» Job: Write out every line of the records below word for word, and omit the pictures.

start Recorded information

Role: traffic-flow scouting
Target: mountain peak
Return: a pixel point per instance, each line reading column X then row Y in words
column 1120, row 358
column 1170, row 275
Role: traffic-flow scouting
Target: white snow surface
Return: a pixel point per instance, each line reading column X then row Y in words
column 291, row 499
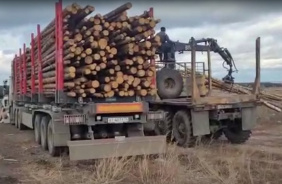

end Recorded information

» Right answer:
Role: traffic-flow scouting
Target: mountain peak
Return: a pixel point per instance, each line reading column X then row Y in words
column 1120, row 358
column 1170, row 275
Role: traffic-flow scouting
Target: white snow surface
Return: a pixel point per instance, each line reading column X then row Y in words
column 291, row 499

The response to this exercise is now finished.